# TASKS AND EXERCISES
• 1. List every court case cited by name in the court ruling below.
• 2. Rewrite the paragraph of the court ruling that begins "4. Another argument is" more briefly, keeping its main points.
• 3. Summarize the court ruling in two sentences.

# TEXT SHOWN
+-------+

The surrender, express or implied, of a lease of immoveable property does not prejudice an under-lease of the property or any part thereof previously granted by the lessee, on terms and conditions substantially the same (except as regards the amount of rent) as those of the original lease; but, unless the surrender is made for the purpose of obtaining a new lease, the rent payable by and the contracts binding on, the under-lessee shall be respectively payable to and enforceable by the lessor.

We are now concerned with the latter part of the section which says, 'unless the surrender is made for the purpose of obtaining a new lease, the rent payable by, and the contracts binding on, the under-lessee shall be respectively payable to and enforceable by the lessor'. The argument of Mr. Govind Swaminathan, learned Counsel for the petitioners, is that the respondents have a right to enforce the covenant, but not to seek redress as if it is automatically enforceable. It is in this sense that the plea of limitation was raised. The learned Judges would not countenance this argument. But the question in the instant case is whether a suit for possession simpliciter could be filed without regard to the letter and spirit of the latter part of Section 115 of the Transfer of Property Act. This certainly raises a substantial question of law of general importance.

4. Another argument is that it is unusual to provide for such a covenant like the one extracted above in instruments creating under-leases. This may be so, but that, by itself, could not be a ground to refuse leave, if in a given case the question for determination is what is the scope and extent of the rights and obligations which arise as a result of such a covenant? This again is a matter which raises an important and rather a substantial question of law.

5. Mr. V.K. Thiruvenkatachari would say that it is still open to the petitioners to agitate the correctness of the findings on issues Nos. 1, 2 and 3 after a decision is rendered by the trial Court on remand and when the matter comes up for appeal against them before this Court, and thereafter. It is very doubtful whether, in the circumstances of the case, such a course is available to the petitioners. When their attention was drawn to the fact that the decree as originally drafted was not clear, the learned Judges clarified it in the manner already stated. They observed that Issues Nos. 1, 2 and 3 have been decided by this Court and are not triable by the trial Court. In view of this specific observation it can reasonably be presumed that, in so far as issues Nos. 1, 2 and 3 are concerned, the suit is not alive and everything relating to them has been adjudicated upon. Even adopting the language of the Supreme Court in Syedna Taker v. State of Bombay : AIR1958SC253 , we are of the view that the specific decision and conclusion arrived at by the learned Judges was not on a preliminary point and, as is obvious, a decree had already been passed by them in relation to the three issues as above. Undoubtedly Abdul Rehman v. Cassim and Sons , which is oft-quoted, is an authority for the proposition that no appeal lies against an order of remand. The Supreme Court in Satyadhyan Ghosal v. Smt. Deorajan Debi : [1960]3SCR590 , has also observed that Section 105(2) of the Code of Civil Procedure can have no application to appeals to the Supreme Court, since no such appeal lies to the Supreme Court against an order of remand. But in the instant case we are of the view, that though the suit formally and technically can be said to be alive, certain material issues affecting the rights of parties have been finally decided and in that sense the request of the petitioners for grant of leave under Article 133 of the Constitution is justified.

+-------+

# GIVEN ENTRIES
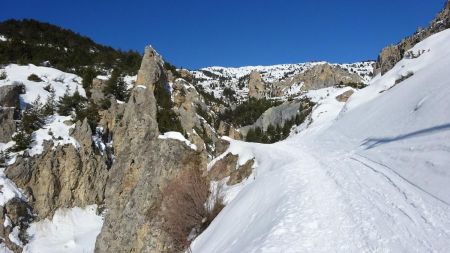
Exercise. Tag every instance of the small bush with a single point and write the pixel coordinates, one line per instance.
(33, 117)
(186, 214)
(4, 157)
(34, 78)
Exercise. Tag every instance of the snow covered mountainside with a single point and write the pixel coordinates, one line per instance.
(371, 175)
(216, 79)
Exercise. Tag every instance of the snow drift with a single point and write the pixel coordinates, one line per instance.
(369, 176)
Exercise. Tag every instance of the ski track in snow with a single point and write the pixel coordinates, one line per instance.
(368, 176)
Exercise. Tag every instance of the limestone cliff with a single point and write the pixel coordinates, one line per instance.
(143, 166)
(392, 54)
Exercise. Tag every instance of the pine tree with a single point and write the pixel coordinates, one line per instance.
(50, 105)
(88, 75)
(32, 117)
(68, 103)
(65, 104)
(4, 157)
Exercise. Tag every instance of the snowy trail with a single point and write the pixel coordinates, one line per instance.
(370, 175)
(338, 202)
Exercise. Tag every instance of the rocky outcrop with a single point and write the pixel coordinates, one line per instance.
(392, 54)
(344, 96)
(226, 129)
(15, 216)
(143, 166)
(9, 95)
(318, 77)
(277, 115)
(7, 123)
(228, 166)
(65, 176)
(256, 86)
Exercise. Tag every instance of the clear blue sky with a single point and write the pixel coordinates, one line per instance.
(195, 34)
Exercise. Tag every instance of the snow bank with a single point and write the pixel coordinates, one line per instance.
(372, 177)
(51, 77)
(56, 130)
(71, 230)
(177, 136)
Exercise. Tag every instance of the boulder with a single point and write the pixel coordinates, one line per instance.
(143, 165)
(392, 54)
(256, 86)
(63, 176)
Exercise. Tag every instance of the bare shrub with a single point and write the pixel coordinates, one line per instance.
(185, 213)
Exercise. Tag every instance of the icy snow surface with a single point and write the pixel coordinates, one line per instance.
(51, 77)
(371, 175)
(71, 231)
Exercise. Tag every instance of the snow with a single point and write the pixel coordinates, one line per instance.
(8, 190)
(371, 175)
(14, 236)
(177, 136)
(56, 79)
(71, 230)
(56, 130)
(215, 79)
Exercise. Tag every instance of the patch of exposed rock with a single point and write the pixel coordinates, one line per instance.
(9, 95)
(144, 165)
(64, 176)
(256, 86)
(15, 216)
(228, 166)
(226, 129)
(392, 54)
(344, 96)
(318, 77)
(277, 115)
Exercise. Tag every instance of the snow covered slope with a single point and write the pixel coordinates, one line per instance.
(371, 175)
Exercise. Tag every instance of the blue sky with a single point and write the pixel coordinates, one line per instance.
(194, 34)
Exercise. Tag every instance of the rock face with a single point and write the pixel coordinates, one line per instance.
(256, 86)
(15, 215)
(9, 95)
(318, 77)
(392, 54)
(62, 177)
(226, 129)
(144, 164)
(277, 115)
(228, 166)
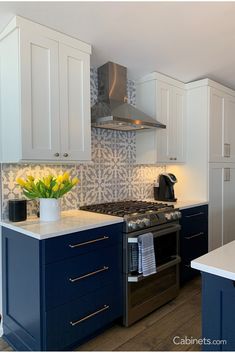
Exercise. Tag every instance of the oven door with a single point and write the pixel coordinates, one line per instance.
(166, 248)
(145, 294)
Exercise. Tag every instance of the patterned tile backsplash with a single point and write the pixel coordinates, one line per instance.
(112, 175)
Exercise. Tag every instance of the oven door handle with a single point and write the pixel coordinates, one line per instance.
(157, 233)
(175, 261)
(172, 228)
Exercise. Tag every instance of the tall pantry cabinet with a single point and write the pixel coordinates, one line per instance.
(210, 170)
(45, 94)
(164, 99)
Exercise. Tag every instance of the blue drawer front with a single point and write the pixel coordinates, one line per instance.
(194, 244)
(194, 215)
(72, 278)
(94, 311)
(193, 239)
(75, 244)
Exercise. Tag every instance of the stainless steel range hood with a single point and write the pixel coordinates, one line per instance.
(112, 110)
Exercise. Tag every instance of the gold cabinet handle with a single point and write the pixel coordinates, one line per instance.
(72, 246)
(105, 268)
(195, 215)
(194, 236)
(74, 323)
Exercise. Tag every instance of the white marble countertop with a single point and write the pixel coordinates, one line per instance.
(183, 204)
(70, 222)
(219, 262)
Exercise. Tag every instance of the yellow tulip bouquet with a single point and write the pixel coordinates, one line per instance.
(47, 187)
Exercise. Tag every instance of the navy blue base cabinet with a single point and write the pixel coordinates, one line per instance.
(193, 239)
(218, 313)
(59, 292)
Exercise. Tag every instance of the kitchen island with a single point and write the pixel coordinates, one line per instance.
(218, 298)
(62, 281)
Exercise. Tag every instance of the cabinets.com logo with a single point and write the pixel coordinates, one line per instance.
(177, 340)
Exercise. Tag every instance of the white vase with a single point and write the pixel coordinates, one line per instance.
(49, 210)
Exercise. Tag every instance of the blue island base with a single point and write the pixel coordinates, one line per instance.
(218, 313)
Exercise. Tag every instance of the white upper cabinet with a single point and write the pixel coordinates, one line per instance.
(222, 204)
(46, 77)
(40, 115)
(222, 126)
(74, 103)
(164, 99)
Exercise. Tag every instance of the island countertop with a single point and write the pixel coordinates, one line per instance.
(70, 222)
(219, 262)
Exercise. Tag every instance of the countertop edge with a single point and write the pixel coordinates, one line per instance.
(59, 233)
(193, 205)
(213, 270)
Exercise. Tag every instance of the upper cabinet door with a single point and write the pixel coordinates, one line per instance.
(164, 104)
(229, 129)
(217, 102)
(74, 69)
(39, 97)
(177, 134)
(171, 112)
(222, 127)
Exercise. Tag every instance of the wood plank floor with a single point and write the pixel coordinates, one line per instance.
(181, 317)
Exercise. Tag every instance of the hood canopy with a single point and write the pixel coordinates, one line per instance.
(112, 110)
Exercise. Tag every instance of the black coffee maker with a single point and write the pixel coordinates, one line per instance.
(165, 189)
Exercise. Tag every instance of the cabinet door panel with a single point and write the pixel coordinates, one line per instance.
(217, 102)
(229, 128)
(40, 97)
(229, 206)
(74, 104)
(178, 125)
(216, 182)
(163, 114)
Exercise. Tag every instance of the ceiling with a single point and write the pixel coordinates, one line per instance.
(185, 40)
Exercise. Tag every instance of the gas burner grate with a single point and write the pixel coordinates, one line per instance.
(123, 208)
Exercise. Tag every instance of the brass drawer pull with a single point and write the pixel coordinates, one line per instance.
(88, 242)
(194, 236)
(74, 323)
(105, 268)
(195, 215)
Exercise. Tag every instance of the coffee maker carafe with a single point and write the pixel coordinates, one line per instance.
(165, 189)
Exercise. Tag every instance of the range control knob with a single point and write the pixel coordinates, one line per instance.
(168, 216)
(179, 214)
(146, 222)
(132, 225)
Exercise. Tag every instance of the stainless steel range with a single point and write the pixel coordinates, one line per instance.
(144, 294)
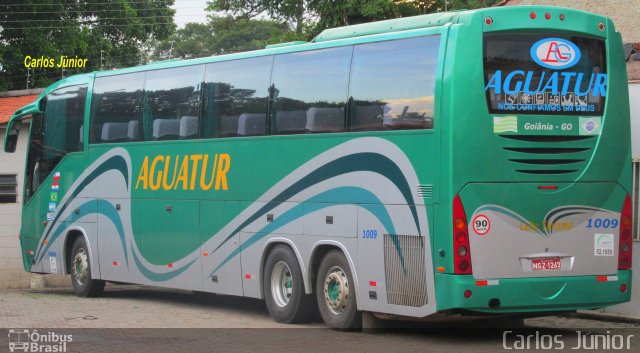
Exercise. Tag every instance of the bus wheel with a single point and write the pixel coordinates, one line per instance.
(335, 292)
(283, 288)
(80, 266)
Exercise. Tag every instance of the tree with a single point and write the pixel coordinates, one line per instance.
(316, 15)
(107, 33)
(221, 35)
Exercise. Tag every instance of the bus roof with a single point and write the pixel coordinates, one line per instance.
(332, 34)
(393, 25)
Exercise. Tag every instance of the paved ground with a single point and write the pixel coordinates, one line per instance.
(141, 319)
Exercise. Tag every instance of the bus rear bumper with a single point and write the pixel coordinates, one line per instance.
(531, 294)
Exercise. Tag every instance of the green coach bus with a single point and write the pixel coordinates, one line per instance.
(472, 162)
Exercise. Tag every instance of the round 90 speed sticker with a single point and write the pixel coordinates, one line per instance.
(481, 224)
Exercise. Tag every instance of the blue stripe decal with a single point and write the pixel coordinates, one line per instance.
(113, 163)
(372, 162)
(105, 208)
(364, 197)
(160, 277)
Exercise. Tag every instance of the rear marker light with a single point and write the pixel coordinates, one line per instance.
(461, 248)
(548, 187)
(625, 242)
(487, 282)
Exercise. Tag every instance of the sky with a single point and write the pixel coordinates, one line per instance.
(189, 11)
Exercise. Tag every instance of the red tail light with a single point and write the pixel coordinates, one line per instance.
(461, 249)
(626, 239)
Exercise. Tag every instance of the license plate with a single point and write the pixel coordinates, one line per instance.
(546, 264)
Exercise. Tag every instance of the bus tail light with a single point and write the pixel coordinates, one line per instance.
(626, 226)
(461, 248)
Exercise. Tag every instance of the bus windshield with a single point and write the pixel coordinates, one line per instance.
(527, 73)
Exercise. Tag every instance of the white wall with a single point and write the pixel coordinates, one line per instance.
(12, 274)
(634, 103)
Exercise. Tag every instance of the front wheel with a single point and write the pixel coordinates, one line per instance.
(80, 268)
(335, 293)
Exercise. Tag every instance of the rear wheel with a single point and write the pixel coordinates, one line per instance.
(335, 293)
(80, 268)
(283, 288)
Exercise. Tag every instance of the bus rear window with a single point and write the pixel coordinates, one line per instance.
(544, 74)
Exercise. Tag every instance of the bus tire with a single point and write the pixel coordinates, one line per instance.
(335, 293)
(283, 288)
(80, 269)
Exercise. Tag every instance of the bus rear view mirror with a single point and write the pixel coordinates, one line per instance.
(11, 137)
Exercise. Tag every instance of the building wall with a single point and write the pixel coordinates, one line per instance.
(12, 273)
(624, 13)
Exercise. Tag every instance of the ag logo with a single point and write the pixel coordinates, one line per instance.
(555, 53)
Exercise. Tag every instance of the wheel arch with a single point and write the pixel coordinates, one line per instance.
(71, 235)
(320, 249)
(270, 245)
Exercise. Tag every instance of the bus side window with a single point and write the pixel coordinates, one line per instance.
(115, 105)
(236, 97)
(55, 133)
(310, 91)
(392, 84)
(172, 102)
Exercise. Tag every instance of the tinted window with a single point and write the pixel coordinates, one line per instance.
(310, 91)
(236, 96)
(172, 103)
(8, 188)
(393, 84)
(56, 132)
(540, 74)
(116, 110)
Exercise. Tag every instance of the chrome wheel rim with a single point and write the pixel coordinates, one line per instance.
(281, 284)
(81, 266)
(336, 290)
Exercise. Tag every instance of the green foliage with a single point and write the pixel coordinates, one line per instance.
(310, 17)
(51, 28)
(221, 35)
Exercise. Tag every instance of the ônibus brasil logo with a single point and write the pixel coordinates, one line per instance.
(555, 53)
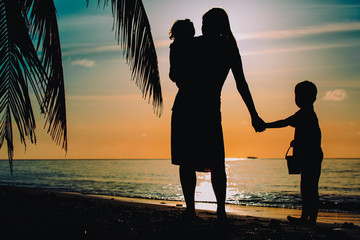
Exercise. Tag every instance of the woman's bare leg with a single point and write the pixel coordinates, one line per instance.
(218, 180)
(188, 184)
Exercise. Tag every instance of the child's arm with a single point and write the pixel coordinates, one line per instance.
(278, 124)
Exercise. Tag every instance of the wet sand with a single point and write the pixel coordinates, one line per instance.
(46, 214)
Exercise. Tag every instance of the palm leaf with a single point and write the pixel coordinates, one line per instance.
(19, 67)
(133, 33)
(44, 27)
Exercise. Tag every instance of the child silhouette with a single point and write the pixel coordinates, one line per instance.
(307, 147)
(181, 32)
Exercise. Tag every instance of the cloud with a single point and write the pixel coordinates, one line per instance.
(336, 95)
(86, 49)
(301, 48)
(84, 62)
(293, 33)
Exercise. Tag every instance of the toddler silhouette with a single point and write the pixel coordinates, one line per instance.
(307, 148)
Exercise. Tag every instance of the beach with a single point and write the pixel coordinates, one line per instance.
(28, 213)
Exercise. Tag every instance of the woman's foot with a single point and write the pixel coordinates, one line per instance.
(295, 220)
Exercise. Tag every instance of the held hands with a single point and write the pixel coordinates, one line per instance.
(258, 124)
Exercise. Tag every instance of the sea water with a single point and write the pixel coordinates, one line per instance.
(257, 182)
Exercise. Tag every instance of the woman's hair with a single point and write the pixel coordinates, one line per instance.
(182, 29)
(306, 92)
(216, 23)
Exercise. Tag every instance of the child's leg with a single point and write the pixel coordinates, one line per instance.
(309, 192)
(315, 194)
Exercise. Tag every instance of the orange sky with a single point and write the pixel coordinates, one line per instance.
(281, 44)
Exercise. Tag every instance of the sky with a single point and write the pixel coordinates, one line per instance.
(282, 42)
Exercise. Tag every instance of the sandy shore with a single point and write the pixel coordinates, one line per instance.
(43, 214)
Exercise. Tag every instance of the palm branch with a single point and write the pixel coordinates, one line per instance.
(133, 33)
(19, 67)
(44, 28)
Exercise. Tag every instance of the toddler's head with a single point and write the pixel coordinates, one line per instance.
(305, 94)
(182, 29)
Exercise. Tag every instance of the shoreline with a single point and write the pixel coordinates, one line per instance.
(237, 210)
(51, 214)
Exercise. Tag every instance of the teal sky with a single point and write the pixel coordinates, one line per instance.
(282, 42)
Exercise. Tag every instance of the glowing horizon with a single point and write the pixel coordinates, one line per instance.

+-------+

# RESULTS BY TASK
• 1.
- Syedna Taker v. State of Bombay
- Abdul Rehman v. Cassim and Sons
- Satyadhyan Ghosal v. Smt. Deorajan Debi

• 2. It is argued that a covenant like the one quoted is unusual in instruments creating under-leases. Even if so, that alone is no ground to refuse leave when the case turns on the scope of the rights and obligations arising from such a covenant. That question is an important and substantial question of law.

• 3. The court finds that whether a suit for possession can be filed without regard to the latter part of Section 115 of the Transfer of Property Act, and what rights and obligations arise from the covenant in the under-lease, both raise substantial questions of law. Because issues Nos. 1, 2 and 3 have already been finally decided, even though the suit is technically still alive, the petitioners' request for leave under Article 133 of the Constitution is justified.